*Exercise*.
Your reply should consist of one number: how many lines below contain "such".

*Input data*.
--- START ---

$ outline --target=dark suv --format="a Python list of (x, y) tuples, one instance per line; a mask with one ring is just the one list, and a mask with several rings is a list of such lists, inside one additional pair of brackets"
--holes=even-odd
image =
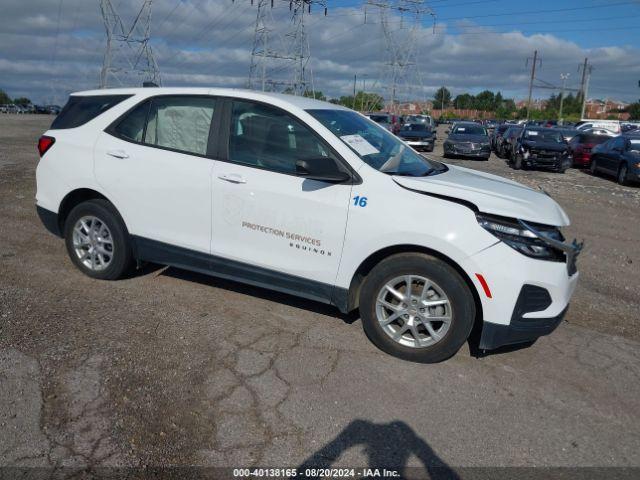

--- END ---
--- START ---

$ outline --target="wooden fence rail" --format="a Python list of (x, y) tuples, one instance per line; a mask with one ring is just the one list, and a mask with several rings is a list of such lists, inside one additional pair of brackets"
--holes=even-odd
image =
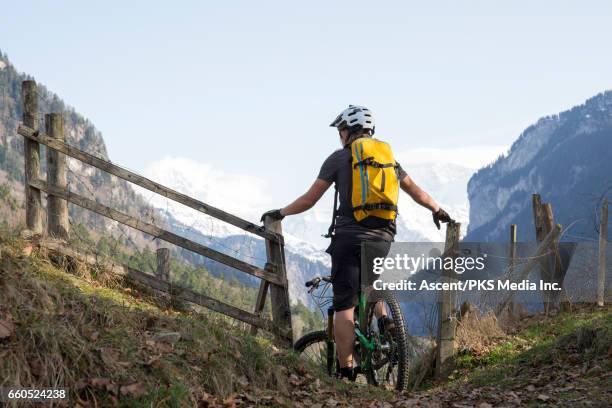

--- END ---

*Your response*.
2